■ TASK REQUIREMENTS ■
Reproduce the listing exactly, with no pictures in your copy.

━━━━

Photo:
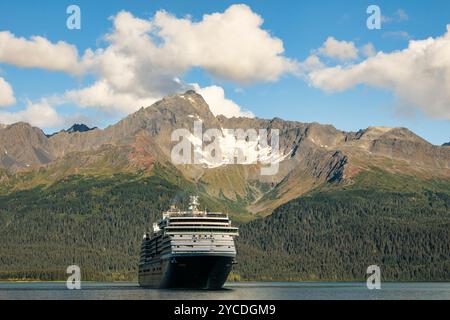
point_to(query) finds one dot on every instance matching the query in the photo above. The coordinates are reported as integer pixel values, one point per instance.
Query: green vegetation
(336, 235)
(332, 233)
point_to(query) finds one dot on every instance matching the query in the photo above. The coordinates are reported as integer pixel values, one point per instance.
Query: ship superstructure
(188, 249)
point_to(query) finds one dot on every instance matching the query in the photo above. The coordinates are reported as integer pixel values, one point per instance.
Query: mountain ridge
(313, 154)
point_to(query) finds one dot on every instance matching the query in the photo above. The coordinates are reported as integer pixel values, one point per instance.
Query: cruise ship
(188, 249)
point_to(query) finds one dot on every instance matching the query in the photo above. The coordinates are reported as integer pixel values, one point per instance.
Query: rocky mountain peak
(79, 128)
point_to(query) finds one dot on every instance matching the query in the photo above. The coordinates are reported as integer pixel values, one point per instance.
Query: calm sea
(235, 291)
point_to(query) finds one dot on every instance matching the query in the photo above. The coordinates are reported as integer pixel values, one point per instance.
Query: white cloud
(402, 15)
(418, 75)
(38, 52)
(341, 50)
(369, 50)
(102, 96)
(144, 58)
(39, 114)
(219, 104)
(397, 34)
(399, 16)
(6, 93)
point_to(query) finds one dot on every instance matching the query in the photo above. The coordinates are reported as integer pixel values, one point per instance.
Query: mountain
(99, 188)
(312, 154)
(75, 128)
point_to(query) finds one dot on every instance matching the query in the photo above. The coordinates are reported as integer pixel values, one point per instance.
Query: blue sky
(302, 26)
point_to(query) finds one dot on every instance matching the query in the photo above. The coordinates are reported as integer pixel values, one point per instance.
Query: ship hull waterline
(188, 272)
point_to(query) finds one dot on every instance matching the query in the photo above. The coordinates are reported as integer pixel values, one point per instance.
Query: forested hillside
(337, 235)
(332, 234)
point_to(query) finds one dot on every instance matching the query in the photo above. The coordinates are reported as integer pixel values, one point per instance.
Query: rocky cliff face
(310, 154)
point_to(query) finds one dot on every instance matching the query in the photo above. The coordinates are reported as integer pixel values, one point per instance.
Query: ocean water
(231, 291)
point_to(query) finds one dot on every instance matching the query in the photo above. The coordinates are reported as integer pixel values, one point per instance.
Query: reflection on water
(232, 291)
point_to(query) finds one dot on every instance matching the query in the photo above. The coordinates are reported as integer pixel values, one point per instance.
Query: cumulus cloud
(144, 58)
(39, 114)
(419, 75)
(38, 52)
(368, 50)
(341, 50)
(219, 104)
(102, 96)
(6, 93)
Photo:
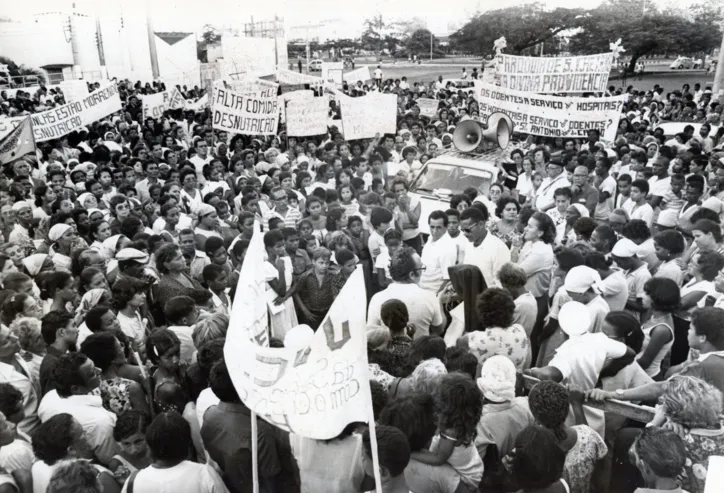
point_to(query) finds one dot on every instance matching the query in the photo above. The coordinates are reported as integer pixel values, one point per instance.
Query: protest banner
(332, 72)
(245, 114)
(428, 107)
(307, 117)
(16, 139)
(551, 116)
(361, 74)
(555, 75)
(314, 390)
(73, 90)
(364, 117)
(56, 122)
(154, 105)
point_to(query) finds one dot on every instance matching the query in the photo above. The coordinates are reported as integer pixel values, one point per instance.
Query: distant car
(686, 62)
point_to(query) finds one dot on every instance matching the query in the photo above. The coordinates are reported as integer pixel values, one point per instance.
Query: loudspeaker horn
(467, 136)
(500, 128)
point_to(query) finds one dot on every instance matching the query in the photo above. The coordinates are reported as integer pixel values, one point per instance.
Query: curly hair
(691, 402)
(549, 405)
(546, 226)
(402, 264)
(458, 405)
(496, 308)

━━━━

■ OUTPUT FOR THIS TASK ■
Photo:
point_to(query) finds one dot on every instance matching the query in the photo above. The coordinates are reported as integer pixel values, one point per instance.
Query: green vegetation
(336, 235)
(332, 233)
point_to(query) finds one dot on every instance matching the query in the photo above. The coordinates are reported as integer pixel values, one point per instance.
Query: ship superstructure
(188, 249)
point_to(query) finds one dot on every instance matching the query in the photo above. The coordinates are reported as integer pixel values, one point per instance.
Query: mountain ridge
(313, 154)
point_to(query) finds one dot on every instance matching the query in the photo above. The coordinates are reported as integer pixel values, one point per instance.
Query: cruise ship
(188, 249)
point_to(query) finds one dot on every instance matching the query in the photo above. The coordinates are reported as integer pixel values, one point per instance.
Query: rocky mountain peak
(79, 128)
point_to(query) finds one dot on every instance matching the query in the photo above. The coordinates are reported as integer pixel values, one point per instance.
Query: calm sea
(235, 291)
point_to(query) finds one dot on every instance matching the query in the photo above. The coordinates are reported as integer pixel values, one point per instance.
Query: white cloud
(402, 15)
(418, 75)
(38, 52)
(341, 50)
(369, 50)
(102, 96)
(144, 58)
(39, 114)
(219, 104)
(397, 34)
(399, 16)
(6, 93)
point_to(query) finds one dot on every instance matching the query in the photo above. The coordinates are reported as integer pixel values, one point per instance.
Query: mountain
(99, 188)
(312, 154)
(75, 128)
point_to(query) finds one dot on every instance matching the query in the photo above. The coordinates are reported as integer pixel values, one point per instance.
Query: blue sky
(302, 26)
point_to(query) finds one dot on every instance matching the query in the photo above. The coordinates are reported as integer pixel values, one point per instance.
Query: ship hull waterline
(188, 272)
point_to(query) finds one dot on every instance matching the query in the photo above. The coordinates are reported as integer pixel values, one point per instance.
Query: forested hillside
(337, 235)
(332, 234)
point_to(query) finds one dot on every instance matching the query in the photo above. The coordinates are reported as integer pixel values, one point per instance.
Query: rocky cliff face
(310, 154)
point_to(query) finds one dot on every instance matching the query in the photo above. The coordinates are reported as integer pixel values, one point per instance.
Query: ocean water
(231, 291)
point_to(query) finds one dot on every instance matching the query in the photo above. The coordinates are reported as integer pixel values, one point per instance.
Query: reflection on water
(232, 291)
point_to(query) finds one dot on every instance matching the query in the photo above. The coordinates are reported as integer pixel values, one point per instance.
Query: cumulus cloud
(144, 58)
(39, 114)
(419, 75)
(38, 52)
(368, 50)
(341, 50)
(219, 104)
(102, 96)
(6, 93)
Photo:
point_to(query) finds one dot on every instance matching the query in the photo above. The coordinates are reported as integer pixel values, one point per instance.
Query: protest banner
(332, 72)
(245, 114)
(428, 107)
(307, 117)
(16, 139)
(551, 116)
(361, 74)
(555, 75)
(314, 390)
(73, 90)
(364, 117)
(56, 122)
(154, 105)
point_to(query) finds one dot on every instance matching the query in the photo above. The coordinates are reported as integer pixel values, one point per instance.
Query: distant car
(686, 62)
point_to(query) finds one dot on every instance matching the query in the photo above. The coordinates are reported as integer pixel values, one point per instance.
Query: loudspeaker horn
(467, 136)
(500, 128)
point_to(query) finds one dot on every instance matching the query in the photo above. The coordinates are reported as integer pixel values, one point per instance.
Query: curly hair
(691, 402)
(549, 405)
(546, 226)
(402, 264)
(458, 405)
(496, 308)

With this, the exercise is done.